Given data Start Marker

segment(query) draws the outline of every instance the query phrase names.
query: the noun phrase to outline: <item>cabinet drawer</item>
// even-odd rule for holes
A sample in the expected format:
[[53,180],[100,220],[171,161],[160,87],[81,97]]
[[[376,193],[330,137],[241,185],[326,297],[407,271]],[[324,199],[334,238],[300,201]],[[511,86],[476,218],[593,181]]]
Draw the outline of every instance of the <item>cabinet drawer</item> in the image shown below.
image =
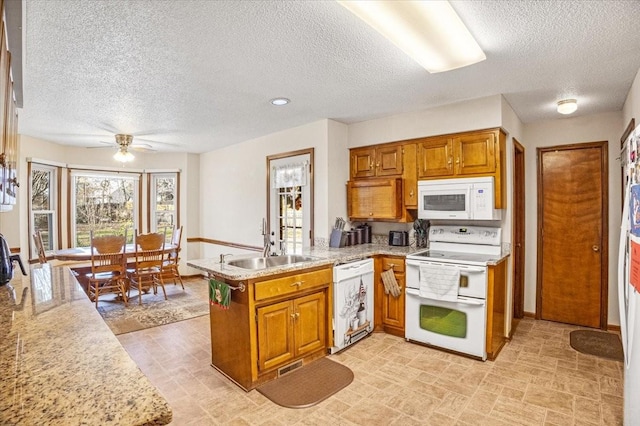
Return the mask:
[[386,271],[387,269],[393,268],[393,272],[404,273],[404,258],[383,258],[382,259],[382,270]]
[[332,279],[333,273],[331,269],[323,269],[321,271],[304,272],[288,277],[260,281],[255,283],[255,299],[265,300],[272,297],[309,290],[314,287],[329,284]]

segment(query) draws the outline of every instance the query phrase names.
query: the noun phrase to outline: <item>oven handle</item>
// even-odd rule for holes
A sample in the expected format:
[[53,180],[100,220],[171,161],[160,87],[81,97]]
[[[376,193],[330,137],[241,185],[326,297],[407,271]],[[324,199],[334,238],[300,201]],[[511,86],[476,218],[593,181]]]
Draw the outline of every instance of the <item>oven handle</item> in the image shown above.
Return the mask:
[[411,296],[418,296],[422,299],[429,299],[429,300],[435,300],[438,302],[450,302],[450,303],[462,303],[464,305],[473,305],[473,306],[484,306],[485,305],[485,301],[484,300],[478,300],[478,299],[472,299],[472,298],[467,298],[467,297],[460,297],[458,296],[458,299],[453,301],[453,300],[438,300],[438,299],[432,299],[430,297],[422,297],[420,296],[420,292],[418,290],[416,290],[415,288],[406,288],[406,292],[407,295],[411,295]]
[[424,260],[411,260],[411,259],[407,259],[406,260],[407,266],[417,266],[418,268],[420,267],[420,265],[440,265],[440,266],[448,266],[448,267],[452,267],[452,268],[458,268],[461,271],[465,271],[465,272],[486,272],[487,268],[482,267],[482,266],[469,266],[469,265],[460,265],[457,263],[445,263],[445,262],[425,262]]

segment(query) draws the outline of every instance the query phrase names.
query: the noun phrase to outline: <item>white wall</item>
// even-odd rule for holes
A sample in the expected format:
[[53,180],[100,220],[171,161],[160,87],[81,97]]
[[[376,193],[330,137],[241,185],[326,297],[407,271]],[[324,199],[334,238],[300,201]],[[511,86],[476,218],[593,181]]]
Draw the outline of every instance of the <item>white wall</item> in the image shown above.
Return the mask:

Given data End Marker
Given data Start Marker

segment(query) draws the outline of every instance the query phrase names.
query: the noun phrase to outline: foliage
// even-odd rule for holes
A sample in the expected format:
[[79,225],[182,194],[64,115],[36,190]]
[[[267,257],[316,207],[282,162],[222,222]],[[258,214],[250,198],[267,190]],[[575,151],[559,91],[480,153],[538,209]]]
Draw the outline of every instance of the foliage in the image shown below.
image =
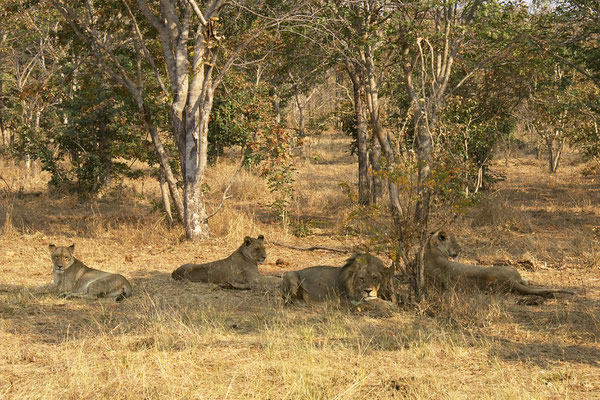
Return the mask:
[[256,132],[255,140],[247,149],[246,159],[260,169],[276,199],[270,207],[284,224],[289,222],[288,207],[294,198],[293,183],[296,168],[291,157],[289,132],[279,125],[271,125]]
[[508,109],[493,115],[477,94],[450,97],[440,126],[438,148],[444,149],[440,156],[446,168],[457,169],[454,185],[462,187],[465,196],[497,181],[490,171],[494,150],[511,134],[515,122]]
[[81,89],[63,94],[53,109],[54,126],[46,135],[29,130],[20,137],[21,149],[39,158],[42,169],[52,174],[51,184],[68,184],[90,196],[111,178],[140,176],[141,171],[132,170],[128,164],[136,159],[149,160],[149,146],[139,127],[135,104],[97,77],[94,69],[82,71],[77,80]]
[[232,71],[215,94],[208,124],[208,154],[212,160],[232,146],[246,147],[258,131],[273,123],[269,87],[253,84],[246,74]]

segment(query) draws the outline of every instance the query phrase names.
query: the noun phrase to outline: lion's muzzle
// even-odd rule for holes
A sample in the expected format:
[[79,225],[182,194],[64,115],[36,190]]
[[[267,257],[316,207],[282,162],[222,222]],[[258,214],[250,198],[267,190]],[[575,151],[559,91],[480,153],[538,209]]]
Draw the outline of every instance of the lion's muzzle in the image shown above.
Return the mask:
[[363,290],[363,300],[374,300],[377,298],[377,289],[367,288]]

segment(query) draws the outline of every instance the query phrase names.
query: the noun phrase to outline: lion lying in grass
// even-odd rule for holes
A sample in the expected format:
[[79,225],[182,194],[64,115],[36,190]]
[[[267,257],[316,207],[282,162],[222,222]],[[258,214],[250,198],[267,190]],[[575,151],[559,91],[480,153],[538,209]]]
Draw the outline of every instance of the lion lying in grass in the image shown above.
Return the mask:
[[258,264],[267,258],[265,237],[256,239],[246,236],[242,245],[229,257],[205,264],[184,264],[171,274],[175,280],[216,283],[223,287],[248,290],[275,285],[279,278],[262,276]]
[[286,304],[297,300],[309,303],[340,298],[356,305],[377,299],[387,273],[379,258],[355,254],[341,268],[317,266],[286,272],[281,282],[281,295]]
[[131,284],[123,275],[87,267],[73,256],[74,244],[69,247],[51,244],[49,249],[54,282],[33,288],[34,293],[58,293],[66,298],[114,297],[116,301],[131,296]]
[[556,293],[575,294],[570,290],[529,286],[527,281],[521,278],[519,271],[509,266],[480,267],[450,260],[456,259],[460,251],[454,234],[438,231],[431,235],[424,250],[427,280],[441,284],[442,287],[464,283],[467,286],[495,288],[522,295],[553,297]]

Given data End Marker
Given data Start Marker

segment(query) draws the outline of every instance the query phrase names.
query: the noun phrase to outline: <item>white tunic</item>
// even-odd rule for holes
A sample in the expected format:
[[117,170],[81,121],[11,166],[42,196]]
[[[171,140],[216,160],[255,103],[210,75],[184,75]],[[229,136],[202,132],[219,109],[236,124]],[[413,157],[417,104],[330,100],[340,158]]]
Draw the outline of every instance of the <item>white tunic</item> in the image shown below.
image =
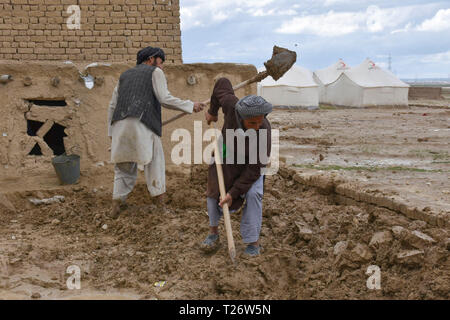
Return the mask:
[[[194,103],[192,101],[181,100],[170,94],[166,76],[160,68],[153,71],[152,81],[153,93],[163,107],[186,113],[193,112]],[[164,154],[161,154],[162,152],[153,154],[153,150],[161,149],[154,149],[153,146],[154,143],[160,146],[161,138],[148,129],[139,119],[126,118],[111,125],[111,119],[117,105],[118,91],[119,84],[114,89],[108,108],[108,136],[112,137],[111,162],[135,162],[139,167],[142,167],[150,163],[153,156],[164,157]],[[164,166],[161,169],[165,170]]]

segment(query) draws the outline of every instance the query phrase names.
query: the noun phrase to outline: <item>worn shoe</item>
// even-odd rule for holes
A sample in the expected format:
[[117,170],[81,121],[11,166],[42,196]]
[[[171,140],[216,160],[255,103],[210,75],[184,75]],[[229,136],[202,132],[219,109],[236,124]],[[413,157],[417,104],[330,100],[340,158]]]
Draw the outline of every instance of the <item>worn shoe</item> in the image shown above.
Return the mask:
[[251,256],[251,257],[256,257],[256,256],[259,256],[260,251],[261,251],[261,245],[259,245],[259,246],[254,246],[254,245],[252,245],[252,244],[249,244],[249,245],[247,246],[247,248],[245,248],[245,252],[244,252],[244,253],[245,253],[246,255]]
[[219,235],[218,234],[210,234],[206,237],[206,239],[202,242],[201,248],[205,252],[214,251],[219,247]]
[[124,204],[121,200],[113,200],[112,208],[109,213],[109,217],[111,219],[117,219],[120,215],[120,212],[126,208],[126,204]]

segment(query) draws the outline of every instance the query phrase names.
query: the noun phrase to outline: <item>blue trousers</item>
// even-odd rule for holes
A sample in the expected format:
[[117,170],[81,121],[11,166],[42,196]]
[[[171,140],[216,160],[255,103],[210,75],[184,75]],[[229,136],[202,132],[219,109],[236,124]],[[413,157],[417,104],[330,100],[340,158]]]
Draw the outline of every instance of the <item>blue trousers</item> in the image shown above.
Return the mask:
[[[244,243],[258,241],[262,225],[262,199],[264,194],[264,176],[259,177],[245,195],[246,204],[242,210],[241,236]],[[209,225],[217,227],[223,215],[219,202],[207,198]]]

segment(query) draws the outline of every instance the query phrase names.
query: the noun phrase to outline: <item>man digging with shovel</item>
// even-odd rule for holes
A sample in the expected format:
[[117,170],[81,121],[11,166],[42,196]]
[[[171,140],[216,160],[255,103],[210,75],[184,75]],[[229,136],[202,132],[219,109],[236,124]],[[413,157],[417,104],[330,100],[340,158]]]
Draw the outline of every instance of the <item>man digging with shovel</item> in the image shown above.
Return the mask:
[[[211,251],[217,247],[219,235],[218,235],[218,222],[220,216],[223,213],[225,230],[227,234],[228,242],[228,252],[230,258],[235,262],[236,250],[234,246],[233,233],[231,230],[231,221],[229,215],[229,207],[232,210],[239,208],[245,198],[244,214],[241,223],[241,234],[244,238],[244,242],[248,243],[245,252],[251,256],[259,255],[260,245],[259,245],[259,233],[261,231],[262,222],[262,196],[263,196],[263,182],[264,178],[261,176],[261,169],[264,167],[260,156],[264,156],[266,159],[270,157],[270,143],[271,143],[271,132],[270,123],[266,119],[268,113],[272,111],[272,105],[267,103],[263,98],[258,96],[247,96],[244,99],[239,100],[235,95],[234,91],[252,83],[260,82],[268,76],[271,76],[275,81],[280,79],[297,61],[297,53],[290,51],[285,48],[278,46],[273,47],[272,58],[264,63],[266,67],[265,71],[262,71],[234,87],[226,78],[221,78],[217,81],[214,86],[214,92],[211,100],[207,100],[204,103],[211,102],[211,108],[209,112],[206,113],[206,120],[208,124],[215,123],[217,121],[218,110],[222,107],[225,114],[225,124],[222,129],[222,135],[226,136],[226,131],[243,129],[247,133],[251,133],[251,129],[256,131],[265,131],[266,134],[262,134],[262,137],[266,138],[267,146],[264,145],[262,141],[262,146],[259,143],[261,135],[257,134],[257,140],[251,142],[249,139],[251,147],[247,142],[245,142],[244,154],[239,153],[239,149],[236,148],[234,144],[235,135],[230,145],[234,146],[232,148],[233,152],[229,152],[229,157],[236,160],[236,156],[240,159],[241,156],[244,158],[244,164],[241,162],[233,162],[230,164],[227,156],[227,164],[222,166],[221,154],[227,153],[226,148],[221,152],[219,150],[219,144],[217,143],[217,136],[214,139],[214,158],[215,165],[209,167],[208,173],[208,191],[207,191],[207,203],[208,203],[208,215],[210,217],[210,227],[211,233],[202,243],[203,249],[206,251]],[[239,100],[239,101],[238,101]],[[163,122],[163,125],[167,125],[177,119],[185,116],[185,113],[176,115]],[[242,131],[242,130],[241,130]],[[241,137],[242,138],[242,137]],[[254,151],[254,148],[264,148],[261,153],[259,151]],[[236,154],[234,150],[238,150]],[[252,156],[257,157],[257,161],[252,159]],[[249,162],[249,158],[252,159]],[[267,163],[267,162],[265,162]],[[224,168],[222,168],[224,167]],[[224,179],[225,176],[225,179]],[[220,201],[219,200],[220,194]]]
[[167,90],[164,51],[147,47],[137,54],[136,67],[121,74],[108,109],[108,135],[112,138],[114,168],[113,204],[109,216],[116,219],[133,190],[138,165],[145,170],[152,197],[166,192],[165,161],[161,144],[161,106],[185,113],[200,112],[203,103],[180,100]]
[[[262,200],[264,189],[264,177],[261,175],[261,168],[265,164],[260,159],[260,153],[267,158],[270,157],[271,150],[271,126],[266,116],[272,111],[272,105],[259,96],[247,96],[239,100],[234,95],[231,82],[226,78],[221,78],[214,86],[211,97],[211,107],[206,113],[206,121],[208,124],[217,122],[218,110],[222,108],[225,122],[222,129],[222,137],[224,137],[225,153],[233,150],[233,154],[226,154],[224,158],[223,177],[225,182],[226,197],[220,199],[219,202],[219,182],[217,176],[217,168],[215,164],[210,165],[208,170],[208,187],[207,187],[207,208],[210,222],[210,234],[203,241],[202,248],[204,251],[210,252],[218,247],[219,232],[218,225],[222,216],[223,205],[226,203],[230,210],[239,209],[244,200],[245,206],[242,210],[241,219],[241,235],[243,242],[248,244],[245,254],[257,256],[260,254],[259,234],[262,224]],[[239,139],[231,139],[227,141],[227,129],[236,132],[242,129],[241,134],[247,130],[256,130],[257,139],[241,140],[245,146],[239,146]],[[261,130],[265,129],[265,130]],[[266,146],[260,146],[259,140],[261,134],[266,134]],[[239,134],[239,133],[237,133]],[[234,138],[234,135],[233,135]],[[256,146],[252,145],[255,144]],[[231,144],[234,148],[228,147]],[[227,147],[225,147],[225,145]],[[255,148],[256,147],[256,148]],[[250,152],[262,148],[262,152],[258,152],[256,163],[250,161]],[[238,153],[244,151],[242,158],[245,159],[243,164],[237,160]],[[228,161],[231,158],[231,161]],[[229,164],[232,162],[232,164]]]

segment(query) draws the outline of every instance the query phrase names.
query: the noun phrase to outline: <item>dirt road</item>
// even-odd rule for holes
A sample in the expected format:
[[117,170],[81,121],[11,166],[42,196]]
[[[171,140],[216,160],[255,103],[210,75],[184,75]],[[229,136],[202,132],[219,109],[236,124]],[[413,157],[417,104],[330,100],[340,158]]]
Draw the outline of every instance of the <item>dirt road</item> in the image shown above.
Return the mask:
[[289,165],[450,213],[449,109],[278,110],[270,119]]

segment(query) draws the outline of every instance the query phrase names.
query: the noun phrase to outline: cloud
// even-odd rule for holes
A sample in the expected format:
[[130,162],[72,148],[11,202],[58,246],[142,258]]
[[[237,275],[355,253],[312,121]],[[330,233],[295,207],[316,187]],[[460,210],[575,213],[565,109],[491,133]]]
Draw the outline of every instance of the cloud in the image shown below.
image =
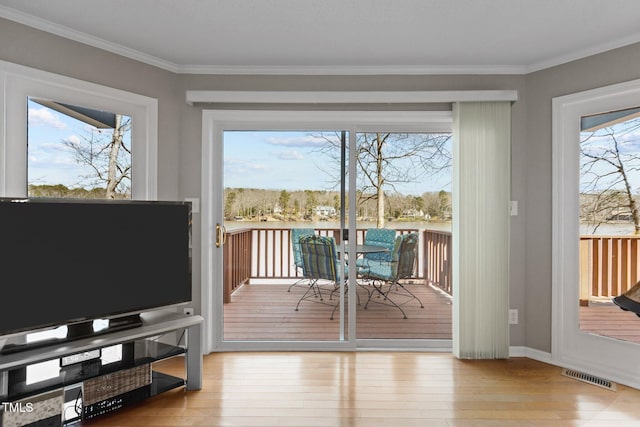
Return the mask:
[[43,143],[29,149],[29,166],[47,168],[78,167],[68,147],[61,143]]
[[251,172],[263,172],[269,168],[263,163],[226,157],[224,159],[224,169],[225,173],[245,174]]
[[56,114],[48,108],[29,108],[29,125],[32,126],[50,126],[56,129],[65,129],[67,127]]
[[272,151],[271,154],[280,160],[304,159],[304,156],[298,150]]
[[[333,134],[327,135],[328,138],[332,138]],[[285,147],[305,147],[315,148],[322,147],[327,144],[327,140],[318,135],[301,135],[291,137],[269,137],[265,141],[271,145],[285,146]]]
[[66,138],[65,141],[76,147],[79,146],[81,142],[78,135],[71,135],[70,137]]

Given data End Marker

For every line of the records that includes the string "trousers", add one to a tally; the answer is that tally alone.

#### Your response:
2